Food is an essential part of how I experience a place.  I want to taste everything.  I'm a terrible kitchen snoop, the first thing I do in someone else's house (honestly I don't even notice i'm doing it, it's embarrassing) is throw open all their cabinets and inspect what they have.  I think it is such fascinating way to see how food habits are different from place to place, family to family, and culture to culture.  There is nothing I love more than learning a recipe from someone and learning its story while they cook.

 

Abdullah Kitchen: No Border Salad (Cabbage Slaw with Beetroot)

Madison Darbyshire

Refugee kitchens are rarely bursting with possibility.  Filled with donated rations of pasta, rice, canned vegetables, industrial sized jugs of spices, and soon-to-be-dodgy-produce purchased at cost from local grocery stores, the daily pantry evaluation usually feels a lot more like putting pieces of a simple puzzle together than artistry. 

The No Border Kitchen is a refugee encampment that was first established by young, punk rock German Anarchists to provide food for refugees catching one of the port’s thunderous ferries that depart every few hours.  Built on the corner of the beach in the shadow of the Mytilene castle, within sight of the bustling port, the NBK camp has sprawled and evolved like a great tented organism to meet the demand of the refugees, providing shelter for those who need to stay there long-term, clothing, and washrooms in addition to hot meals. 

The camp is run with a flat structure, which means that there is no direct leadership.  The command center is a singleshared cell phone, hung from a string underneath the schedule. Tasks are assigned by consensus at the morning meeting, held around the dying embers of the previous night’s bonfire.

In my days at No Border Kitchen, I was assigned to lunch.  My fellow volunteer and I had taken everything from the pantry that needed to be used up and laid it on the counter when we were joined by three Syrian men who, with the help of a translator, asked if they could assist us in cooking lunch.  They were chefs in northern Syria, they explained, where their family had a restaurant.  We explained what we were tentatively planning for lunch, and they nodded, grabbed knives, and began chopping with the agility of men more comfortable with knives in their hands than without.

They looked at the pantry and asked what we were planning to do with tomatoes, with the cabbage, with the small pile of potatoes we were willfully ignoring in the corner.  Cabbage soup, again? We shrugged. But the greatest chefs can see beauty where there isn’t any. 

 Soon the Syrian Chefs’ whole families were in the kitchen, with daughters shaving thin slices of beet, and sons chopping onions. Small children who had been timid and shaken walking into the camp were sitting on stools by our feet, laughing with balloons made from latex gloves. The chefs proudly introduced us, gesturing, this is my son, this is my daughter, this is my father.

◆ Extracted entries:

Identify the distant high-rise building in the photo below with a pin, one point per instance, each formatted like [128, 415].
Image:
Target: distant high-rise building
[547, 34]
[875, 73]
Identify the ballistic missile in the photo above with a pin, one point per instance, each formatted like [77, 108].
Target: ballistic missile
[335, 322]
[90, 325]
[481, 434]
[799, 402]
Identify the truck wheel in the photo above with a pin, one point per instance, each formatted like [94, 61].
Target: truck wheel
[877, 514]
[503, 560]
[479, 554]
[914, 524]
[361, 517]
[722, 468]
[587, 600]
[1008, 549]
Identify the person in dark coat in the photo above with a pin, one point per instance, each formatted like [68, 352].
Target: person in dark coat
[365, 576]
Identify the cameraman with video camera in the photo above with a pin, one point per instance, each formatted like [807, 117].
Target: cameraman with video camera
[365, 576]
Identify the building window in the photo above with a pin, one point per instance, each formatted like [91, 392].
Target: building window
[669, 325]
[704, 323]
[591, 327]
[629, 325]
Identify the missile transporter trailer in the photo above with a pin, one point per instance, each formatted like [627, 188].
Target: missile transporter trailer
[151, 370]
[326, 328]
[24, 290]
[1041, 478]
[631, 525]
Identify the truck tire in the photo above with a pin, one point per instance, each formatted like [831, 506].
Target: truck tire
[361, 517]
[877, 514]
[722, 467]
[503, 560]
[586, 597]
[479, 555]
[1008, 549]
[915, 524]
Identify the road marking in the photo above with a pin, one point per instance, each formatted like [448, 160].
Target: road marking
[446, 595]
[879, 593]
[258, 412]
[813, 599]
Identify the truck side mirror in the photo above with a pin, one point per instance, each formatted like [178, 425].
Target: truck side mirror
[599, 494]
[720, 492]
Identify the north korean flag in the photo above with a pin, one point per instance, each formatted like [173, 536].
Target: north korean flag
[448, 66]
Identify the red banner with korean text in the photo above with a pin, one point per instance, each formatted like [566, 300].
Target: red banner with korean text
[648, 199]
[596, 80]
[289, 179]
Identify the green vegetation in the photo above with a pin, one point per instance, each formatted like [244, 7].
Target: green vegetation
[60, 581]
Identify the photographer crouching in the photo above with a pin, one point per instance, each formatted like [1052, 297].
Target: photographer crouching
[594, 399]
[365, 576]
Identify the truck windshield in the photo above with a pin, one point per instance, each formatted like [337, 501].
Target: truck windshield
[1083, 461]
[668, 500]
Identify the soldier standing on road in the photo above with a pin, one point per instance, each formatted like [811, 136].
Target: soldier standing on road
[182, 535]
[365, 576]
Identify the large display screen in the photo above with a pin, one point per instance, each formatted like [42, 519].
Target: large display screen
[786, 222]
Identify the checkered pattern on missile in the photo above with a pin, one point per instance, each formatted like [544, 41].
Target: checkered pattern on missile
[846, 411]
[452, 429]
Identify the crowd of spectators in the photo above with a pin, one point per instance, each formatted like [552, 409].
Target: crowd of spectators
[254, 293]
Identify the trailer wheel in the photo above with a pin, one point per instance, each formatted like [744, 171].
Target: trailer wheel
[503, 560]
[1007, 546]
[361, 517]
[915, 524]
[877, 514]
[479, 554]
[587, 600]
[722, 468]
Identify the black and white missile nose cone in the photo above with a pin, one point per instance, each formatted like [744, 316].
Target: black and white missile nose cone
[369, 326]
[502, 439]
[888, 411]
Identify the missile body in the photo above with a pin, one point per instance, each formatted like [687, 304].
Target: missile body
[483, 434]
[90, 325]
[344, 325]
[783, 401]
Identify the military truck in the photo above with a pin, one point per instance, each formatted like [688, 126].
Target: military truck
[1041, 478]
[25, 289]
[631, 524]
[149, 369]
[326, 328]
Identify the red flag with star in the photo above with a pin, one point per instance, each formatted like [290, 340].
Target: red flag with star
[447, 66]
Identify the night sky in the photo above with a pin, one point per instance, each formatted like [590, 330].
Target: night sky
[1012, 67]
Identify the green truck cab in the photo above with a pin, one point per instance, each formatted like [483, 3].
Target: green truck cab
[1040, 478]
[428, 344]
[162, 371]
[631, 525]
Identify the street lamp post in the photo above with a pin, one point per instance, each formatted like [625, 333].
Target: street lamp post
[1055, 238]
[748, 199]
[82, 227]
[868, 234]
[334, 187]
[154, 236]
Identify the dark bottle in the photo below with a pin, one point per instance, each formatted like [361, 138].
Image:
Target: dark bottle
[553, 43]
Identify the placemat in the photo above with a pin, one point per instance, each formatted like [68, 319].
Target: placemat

◆ Tasks and exercises:
a - Do these statements agree with the No Border Kitchen text? (i) Tasks at the camp are handed out by a single leader. (ii) The three Syrian men had worked as chefs in northern Syria. (iii) The camp was first set up by Syrian volunteers. For each, answer yes or no and quote the deciding words from the text.
b - Could you write what comes next in the No Border Kitchen text, picking up after its final sentence?

◆ Answers given:
a -
(i) No: "Tasks are assigned by consensus at the morning meeting"
(ii) Yes: "They were chefs in northern Syria, they explained, where their family had a restaurant."
(iii) No: "first established by young, punk rock German Anarchists"

b -
With one karate chop, the heads and seeds simply popped off of green peppers.  One of the men returned from the road beside the camp with bunches of wild fennel he had foraged, and he feathered it into a large metal bowl.  Oil was heated over our giant propane stove and soon the rich nutty smell of fried cauliflower filled the tent.  The hot florets were dipped in a quickly whisked lemon and olive oil dipping sauce and popped into our mouths.  Try, try, they insisted every time, looking anxiously at my face to gauge my reaction. Forkfuls of salad zoomed towards us from every angle, and soon did hot, salted French Fries, and spoonfuls of spiced rice.

These men looked like fish that had been dropped back into water.  I imagined how much they must have missed this; how after one, two, or more months traveling and hiding in hotel rooms on the Turkish Coast waiting to cross, how much they must have craved not just the environment of the kitchen, but the feeling of being useful--  and of being in control.

One of the great gifts of those days in No Border Kitchen was the ability to give refugees a moment to be in their element.  To be useful.  To provide for their families, and to give them familiar smells, tastes, and laughs.

This slaw is what I will remember, and I will make it whenever I need to be reminded that beauty can be found even in the dingiest of pantries. 

 

METHOD

Ingredients:

  • 1 head of cabbage, shaved or chopped into long, fine slices.
  • 2-4 Beetroot, sliced thinly or grated
  • Tomatoes, cut into 1/2 inch dice
  • Cucumbers, thinly sliced
  • Fennel Tops (wild or leftover), chopped (Dill can also be used)
  • Red onions, cut into fine half-moons or chopped
  • Green peppers (optional) chopped.

For the dressing:

  • Salt Pepper
  • Olive Oil
  • Juice of 1 lemon

Combine cabbage, beetroot, tomatoes, cucumbers, red onions, green peppers, and fennel tops into a large mixing bowl.  Dress generously with olive oil and toss.  Add lemon juice, salt, and pepper to taste.  Allow to sit for a few minutes before serving to allow the onions to mellow and the juice from the fresh tomatoes to mix with the lemon and oil and really bring the dressing together.  The color from the beets will color the salad a darker, more beautiful pink the more you toss it.  Want to add grated carrots, sure! Raisins, sure.  Really, the point is to empty out that produce drawer.  It’s hard to mess up this slaw, so have fun with it!